#### Kaynaktan alıntı:
○ ○ ○ ○ ○
Kar yağdı, Dulkadirli Türkmenleri yine harekete geçti. Kültürel yemeklerini yaparak koru, komşu, eş, dost ortamlarında ata kültürlerini yâd etmeye başladılar. Yine, yerel gazete ve araştırmacalar, yemeğin ismi ve menşei konusunda görüş aktarmaya ve bu Türkmen yemeğinin adının “Arap Aşı, Ara Aşı, Arabaaşı” olduğu yazılarını yazmaya başlarlar.
 

Arap hayranı araştırmacılar, Arap mutfağına özgü yemek diye iddialarda bulunur ve iddialarını desteklemek için Hz. Peygamberimizin böyle bir yemek yediği tezini savunurlarken, kimisi de Ara Aşı, yani yemek aralarında atıştırmalık yenilen bir yemek türü olduğunu iddialarını gündemlerine alır, kimisi de yemeğin ismi ve okunuşu üzerine takılır ve yemeğin ismi ve okunuşunun “arabaşı, arabaaşı” olduğu iddialarında bulunurlar.
○ ○ ○ ○ ○
#### Yapılacak iş:
Arabaşı yemeğiyle ilgili metinde “Arap hayranı araştırmacılar, Arap” ifadesinden “olduğu iddialarında bulunurlar.” ifadesine kadar olan bölümü lütfen hiç değiştirmeden yeniden yazın. Aşağıdaki satırların bu işte hiçbir rolü yoktur.

#### Kayıtlı veriler:
○ ○ ○ ○ ○
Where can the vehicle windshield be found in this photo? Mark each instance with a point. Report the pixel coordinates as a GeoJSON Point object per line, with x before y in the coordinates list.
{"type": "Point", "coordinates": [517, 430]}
○ ○ ○ ○ ○
#### Görevin çözümü:
Arap hayranı araştırmacılar, Arap mutfağına özgü yemek diye iddialarda bulunur ve iddialarını desteklemek için Hz. Peygamberimizin böyle bir yemek yediği tezini savunurlarken, kimisi de Ara Aşı, yani yemek aralarında atıştırmalık yenilen bir yemek türü olduğunu iddialarını gündemlerine alır, kimisi de yemeğin ismi ve okunuşu üzerine takılır ve yemeğin ismi ve okunuşunun “arabaşı, arabaaşı” olduğu iddialarında bulunurlar.